> **Challenge**: Copy the data below word for word, from the line containing "Report the location of each instance of the paved" through the end of the data.

Named object pointing entries
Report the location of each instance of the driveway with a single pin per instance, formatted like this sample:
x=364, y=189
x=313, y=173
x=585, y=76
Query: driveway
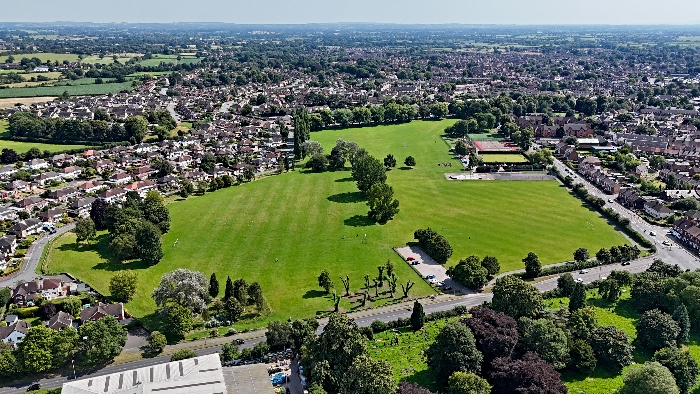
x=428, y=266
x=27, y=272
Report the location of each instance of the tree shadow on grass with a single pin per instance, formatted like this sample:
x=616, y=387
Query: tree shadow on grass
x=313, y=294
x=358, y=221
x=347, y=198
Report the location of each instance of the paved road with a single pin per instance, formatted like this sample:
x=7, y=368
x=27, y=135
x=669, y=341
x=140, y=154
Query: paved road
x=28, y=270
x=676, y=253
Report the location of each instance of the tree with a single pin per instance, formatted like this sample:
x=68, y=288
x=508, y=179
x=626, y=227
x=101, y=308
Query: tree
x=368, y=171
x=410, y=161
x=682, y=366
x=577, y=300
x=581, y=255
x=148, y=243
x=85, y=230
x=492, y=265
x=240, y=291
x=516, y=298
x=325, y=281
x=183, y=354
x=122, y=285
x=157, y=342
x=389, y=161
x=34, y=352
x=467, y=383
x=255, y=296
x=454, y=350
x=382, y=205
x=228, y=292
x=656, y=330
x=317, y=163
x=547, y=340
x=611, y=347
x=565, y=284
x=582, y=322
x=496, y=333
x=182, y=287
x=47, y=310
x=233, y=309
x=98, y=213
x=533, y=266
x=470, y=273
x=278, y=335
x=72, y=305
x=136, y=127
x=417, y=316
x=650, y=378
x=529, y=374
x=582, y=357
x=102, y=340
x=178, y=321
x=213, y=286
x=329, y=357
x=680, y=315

> **Result of the task**:
Report the location of each instance of the paved road with a single pin per instance, formatted like this sample:
x=7, y=368
x=27, y=135
x=669, y=341
x=140, y=154
Query: paved road
x=28, y=270
x=676, y=253
Report the location of each instance of the tree with a single pin per instance, formatted like this sample:
x=68, y=288
x=508, y=179
x=626, y=227
x=101, y=308
Query: tree
x=368, y=171
x=410, y=161
x=682, y=366
x=577, y=300
x=581, y=255
x=148, y=243
x=85, y=230
x=492, y=265
x=240, y=291
x=516, y=298
x=325, y=281
x=183, y=354
x=122, y=285
x=157, y=342
x=389, y=161
x=34, y=352
x=467, y=383
x=255, y=296
x=454, y=350
x=382, y=205
x=228, y=292
x=656, y=330
x=317, y=163
x=547, y=340
x=611, y=347
x=565, y=284
x=582, y=322
x=496, y=333
x=182, y=287
x=47, y=310
x=233, y=309
x=98, y=213
x=533, y=266
x=470, y=273
x=278, y=335
x=72, y=305
x=136, y=127
x=417, y=316
x=650, y=378
x=529, y=374
x=582, y=357
x=102, y=340
x=178, y=321
x=213, y=286
x=329, y=357
x=680, y=315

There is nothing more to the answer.